Sobre a tarefa:
No texto sobre o laptop, por que quem escreve está tentando se acostumar com o portátil?

Texto apresentado:
####################

E agora esta dedicação à escrita no vá lá laptop.
Alguém pode pensar que estou me metidando com o novo brinquedinho. E estará totalmente equivocado. O computador não é meu, tomei emprestado para fazer um test drive. Estamos na fase de reconhecimento. Se eu me acostumar, pretendo comprar, comprar não, esta é uma palavra pobre, pretendo na verdade adquirir um laptop para mim.
Este plano surgiu quando fui informado por um amigo da área da informática que em breve não teremos mais os PCs fixos, só os portáteis. Fiquei abalado. Acho tão assustador o apocalipse tecnológico. Em breve não teremos mais CD nem DVD isso é até suportável, pois pequeno tem sido meu convívio com tais invenções. Mas em breve não teremos mais internet a cabo este computador mesmo vem com internet sem fio, pode identificar e usar sinais de outras pessoas, e não precisaremos pagar pela conexão. Infelizmente, nenhum vizinho meu aderiu a esse sistema de sinal.
Em breve, avisam-nos, sumirá a televisão, receberemos tudo provavelmente no celular. Esse sim é um aparelho em franca expansão. Hoje invade tudo. Meses atrás, no banheiro do aeroporto, ouvi um senhor sentado no vaso falando alto no celular, animado com os negócios. Tive então uma iluminação. Por que todo mundo que fala ao telefone anda desesperadamente de um lado para outro. Porque estão apurados. O celular deve produzir algum desarranjo intestinal. Uma tese para o pessoal da área médica investigar. Já proponho um alerta O Ministério da Saúde adverte: falar ao celular pode dar dor de barriga.
Tudo vai acabar em breve no nosso mundo informatizado. Nós mesmos nos acabaremos em breve, e isso é o mais dramático. Enquanto tal coisa não acontece, vamos aderindo às novas tecnologias, como esses senhores de cabelo pintado que saem com acompanhantes belíssimas.
Confesso.
Estou tentando me acostumar com o laptop porque tenho medo do computador tradicional desaparecer de um dia para outro.
Quando der um problema no meu PC, vou chamar um técnico e ele vai dizer que não conhece esse modelo, que já não existe mais, nem viu essa linguagem na época da faculdade. Antes que isso aconteça, vou tentando me familiarizar com o portátil.
Uma dificuldade é que a bateria dura pouco e tenho que ficar procurando tomadas. Tento escrever com ele no colo e tudo é instável ou são minhas pernas que tremem. É difícil chegar ao teclado, que fica numa posição ruim. O peso. São pesados demais para a gente carregar.

####################

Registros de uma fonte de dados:
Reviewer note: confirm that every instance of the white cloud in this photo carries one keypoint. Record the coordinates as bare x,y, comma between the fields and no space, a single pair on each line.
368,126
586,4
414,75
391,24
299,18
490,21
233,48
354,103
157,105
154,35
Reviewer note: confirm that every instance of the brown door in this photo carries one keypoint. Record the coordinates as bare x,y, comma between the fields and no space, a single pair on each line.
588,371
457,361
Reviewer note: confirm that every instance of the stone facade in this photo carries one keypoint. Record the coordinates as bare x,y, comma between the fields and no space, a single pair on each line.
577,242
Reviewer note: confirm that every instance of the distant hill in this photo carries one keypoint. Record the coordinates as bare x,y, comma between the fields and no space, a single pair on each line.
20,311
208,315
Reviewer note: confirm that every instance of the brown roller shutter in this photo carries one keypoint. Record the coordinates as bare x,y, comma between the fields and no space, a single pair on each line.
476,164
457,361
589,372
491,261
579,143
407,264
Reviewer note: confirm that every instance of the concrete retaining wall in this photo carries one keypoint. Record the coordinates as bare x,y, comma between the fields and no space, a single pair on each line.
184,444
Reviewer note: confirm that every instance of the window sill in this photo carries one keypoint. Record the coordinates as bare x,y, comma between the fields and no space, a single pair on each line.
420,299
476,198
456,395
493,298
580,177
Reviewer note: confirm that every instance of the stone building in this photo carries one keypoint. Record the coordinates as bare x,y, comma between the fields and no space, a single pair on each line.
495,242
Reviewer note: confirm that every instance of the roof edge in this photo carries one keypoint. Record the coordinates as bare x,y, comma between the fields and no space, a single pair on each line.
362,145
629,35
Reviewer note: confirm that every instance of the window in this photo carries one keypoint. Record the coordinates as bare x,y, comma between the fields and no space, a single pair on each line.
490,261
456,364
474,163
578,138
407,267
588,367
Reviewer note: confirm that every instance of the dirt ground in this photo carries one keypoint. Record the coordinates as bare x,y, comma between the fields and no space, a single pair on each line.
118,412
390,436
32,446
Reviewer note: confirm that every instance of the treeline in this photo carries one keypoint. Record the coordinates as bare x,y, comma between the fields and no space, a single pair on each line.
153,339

####################

Resposta abaixo:
Por medo de que o computador tradicional desapareça de um dia para outro.